··· Task material ···

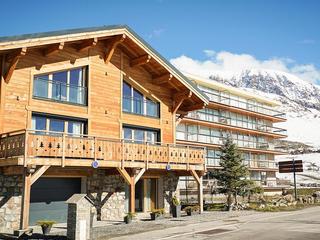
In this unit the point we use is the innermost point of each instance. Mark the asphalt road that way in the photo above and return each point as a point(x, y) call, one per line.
point(299, 225)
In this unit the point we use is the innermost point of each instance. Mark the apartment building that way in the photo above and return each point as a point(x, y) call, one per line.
point(247, 117)
point(91, 111)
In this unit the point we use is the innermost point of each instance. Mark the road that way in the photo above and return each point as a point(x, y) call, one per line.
point(296, 225)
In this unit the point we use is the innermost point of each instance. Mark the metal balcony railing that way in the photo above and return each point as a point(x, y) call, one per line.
point(216, 118)
point(244, 105)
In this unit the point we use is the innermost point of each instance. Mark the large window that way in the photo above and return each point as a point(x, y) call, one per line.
point(57, 124)
point(64, 86)
point(135, 102)
point(140, 135)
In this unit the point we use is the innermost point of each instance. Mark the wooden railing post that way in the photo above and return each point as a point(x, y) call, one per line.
point(63, 149)
point(169, 154)
point(25, 148)
point(122, 153)
point(147, 156)
point(95, 148)
point(188, 160)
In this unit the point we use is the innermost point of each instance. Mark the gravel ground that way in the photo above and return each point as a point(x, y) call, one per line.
point(146, 225)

···

§ **Task goal**
Recast the material above as a Markdown table with the columns "Row" and "Line". Give each line a row number, skip blank lines, and omit the pictures.

§ **Reply**
| Row | Line |
|---|---|
| 1 | In this unit the point we use is the innermost point of each instance. Mark the asphalt road that way in the photo above and return each point as a point(x, y) call, one per line. |
| 2 | point(299, 225) |
| 3 | In this unit the point we use is the innermost point of each instance. Mark the apartment building that way in the photo above and return each point as a point(x, y) call, one per line. |
| 4 | point(247, 117) |
| 5 | point(91, 111) |
| 6 | In this unit the point we use is the innermost point of each instance. Mark the road that way in the photo above and return each point as a point(x, y) call, one per line. |
| 7 | point(296, 225) |
| 8 | In this unit the point we use is the innermost point of each instance. Mark the metal balcony railing that way in the photo above and return each point as a point(x, y) call, one per line. |
| 9 | point(216, 118) |
| 10 | point(244, 105) |
| 11 | In this unit the point we use is the innermost point of each instance. Mark the large window that way in the photo above and return each point as a point(x, y) call, one per line. |
| 12 | point(57, 124) |
| 13 | point(64, 86) |
| 14 | point(135, 102) |
| 15 | point(140, 135) |
| 16 | In this unit the point we use is the innermost point of each instance. Mark the wooden railing post that way in the photo above and return each point as a point(x, y) call, one per line. |
| 17 | point(63, 149) |
| 18 | point(169, 154) |
| 19 | point(25, 148) |
| 20 | point(122, 153) |
| 21 | point(147, 156) |
| 22 | point(95, 148) |
| 23 | point(188, 160) |
| 24 | In this unit the point we use is the innermost point of each instance. Mark the gravel ground that way in the photo above and return each point as a point(x, y) call, one per line. |
| 25 | point(146, 225) |